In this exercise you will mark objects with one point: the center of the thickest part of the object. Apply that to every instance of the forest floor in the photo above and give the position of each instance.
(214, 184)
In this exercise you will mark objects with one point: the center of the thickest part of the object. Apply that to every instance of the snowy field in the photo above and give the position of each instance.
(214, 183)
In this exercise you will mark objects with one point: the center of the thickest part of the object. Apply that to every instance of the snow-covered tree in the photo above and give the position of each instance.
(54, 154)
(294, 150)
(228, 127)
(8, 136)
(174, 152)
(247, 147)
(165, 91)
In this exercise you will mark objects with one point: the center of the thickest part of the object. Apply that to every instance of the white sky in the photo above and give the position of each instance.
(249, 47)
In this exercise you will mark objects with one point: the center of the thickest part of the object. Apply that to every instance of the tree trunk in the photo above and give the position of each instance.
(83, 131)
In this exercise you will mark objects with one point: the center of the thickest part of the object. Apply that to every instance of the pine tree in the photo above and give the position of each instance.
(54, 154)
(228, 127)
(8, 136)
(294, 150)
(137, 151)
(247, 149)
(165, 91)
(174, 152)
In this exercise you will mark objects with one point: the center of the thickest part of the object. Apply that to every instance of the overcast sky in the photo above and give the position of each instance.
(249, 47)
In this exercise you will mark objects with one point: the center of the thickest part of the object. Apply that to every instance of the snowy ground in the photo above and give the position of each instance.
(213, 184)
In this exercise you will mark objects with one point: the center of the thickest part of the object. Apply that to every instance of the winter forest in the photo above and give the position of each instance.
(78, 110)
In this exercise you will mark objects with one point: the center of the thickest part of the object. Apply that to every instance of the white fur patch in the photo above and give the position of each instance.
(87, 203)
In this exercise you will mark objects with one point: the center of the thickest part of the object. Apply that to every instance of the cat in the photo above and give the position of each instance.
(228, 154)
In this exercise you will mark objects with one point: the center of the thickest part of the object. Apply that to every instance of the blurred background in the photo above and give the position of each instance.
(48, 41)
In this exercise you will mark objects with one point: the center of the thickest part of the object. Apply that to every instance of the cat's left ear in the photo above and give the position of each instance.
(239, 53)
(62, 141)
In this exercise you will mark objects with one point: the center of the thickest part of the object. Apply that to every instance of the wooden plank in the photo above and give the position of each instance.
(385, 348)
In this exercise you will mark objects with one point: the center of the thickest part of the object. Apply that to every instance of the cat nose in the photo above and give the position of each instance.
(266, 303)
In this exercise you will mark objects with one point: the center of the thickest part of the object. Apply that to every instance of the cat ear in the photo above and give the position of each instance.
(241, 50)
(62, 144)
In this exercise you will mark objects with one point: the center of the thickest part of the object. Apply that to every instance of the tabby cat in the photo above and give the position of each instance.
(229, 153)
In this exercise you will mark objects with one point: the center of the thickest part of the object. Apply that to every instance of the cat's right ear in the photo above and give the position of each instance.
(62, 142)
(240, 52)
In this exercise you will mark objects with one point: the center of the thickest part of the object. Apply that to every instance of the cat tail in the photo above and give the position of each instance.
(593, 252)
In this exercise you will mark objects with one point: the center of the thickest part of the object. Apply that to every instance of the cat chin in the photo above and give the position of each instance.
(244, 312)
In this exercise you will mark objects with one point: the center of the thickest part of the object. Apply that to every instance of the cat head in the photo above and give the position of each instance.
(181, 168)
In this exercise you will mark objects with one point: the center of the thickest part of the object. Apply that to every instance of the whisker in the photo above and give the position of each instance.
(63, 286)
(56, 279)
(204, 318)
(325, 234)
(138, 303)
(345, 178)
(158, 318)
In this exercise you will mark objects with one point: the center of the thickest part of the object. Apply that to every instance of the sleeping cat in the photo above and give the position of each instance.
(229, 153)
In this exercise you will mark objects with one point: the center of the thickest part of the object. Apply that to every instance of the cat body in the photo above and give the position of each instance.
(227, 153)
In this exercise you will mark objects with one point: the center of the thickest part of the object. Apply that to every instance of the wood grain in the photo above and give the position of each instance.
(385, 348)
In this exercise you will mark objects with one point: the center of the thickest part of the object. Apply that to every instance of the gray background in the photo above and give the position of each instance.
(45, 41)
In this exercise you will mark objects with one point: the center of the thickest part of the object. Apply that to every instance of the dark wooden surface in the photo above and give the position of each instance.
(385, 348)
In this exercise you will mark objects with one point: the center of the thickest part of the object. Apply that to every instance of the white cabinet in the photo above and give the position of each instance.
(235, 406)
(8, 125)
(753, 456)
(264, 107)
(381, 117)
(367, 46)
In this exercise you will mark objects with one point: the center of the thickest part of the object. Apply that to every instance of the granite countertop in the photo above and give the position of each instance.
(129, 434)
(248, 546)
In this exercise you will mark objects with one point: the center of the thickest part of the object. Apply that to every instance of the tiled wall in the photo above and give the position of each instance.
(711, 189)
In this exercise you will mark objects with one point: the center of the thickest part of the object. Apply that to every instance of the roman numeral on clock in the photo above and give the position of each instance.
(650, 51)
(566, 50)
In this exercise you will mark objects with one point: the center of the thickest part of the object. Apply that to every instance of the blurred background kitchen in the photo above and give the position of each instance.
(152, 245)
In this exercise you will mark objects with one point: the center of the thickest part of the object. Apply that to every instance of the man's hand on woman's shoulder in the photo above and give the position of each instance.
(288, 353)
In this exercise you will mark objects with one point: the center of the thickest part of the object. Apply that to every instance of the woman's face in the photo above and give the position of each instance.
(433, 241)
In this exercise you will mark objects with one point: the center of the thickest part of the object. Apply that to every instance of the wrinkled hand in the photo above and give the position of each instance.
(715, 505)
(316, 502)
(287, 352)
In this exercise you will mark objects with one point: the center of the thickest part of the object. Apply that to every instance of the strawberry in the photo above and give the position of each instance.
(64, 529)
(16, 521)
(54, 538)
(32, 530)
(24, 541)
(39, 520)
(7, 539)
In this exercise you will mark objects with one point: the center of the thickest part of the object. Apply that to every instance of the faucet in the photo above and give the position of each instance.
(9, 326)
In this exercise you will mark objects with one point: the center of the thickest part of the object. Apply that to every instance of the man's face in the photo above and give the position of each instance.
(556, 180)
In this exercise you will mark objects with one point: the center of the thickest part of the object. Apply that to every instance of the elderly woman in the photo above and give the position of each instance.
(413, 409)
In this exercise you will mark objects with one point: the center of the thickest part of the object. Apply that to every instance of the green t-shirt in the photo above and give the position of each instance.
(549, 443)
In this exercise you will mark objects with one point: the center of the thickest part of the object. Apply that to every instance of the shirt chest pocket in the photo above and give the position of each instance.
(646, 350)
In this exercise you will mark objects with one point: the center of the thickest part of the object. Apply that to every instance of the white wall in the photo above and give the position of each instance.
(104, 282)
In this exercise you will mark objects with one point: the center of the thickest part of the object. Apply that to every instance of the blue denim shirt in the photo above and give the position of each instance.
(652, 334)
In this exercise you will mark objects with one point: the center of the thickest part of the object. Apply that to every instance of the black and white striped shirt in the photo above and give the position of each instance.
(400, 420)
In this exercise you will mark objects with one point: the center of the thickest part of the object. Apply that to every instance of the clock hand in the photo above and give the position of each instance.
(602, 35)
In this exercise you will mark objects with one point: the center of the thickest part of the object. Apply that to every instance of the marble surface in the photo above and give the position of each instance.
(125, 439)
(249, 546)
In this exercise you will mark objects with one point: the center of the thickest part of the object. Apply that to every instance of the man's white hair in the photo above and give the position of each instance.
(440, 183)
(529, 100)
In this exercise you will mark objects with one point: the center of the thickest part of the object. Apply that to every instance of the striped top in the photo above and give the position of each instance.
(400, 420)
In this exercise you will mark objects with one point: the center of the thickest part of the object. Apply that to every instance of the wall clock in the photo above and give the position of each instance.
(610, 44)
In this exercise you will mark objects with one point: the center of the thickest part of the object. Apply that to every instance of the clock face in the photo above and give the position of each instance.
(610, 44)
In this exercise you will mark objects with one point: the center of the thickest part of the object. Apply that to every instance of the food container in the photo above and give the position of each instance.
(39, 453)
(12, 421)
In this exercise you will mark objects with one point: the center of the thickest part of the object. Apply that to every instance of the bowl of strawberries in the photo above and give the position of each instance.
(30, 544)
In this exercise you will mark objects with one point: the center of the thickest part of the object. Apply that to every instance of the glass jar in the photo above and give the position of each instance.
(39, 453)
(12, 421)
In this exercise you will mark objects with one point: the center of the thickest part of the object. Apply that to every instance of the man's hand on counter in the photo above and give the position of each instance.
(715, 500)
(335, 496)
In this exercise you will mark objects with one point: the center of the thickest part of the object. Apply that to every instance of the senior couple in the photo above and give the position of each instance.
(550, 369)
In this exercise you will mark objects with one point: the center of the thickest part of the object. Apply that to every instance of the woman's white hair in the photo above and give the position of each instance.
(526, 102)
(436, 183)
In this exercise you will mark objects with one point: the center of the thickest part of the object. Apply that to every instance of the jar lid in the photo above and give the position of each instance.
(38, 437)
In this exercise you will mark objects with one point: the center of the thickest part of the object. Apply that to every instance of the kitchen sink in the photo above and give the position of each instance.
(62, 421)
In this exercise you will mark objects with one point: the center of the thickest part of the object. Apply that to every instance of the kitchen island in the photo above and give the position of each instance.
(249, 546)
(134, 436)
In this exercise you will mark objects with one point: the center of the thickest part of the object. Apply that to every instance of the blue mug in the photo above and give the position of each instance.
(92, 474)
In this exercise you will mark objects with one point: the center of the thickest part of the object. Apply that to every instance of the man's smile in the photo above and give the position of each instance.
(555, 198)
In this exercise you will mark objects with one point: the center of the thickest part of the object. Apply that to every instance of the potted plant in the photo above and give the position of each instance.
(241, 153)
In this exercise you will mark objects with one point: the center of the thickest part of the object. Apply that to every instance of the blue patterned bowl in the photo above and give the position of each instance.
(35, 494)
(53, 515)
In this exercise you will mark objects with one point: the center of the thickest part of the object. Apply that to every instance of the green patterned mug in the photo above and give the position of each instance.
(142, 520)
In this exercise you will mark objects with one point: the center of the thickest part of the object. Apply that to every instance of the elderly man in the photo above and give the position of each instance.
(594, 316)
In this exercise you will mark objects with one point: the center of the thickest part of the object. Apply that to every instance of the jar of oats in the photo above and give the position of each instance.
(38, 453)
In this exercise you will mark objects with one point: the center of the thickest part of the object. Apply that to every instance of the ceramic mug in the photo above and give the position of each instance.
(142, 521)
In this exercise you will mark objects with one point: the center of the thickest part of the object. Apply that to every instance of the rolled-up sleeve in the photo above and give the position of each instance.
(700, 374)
* * *
What you should do:
The required answer is the line with "the blue patterned" plus every line after it to the end of the entries above, transcribed exactly.

Response below:
In this exercise you will mark objects with one point: the center of the thickest part of the object. Apply that to every instance of the blue patterned bowl in the photo above and give the position of each instance.
(35, 494)
(53, 515)
In this exercise you will mark objects with one point: the center of the thickest part of the object. Apply that to every instance of the green patterned mug in the photo above and give the position of each instance.
(142, 520)
In this exercise you will mark objects with one point: the center of the thickest part of the object. Apply that to every instance of the elderly man in the photo above and give the position of each instance.
(594, 316)
In this exercise you will mark objects with one point: the center of the thickest part of the object. Apply that to every instance of the jar of oats in the photo above and give the position of each instance.
(38, 453)
In this exercise you will mark objects with one point: the center of the thickest part of the object. Apply that to every instance of the ceramic mug in the photo above and give the position of each instance.
(142, 521)
In this exercise you will mark objects with one point: the center of the thickest part of the object. Apply that to every instance of the rolled-up sleeve in the photo above and give the position of each instance.
(700, 374)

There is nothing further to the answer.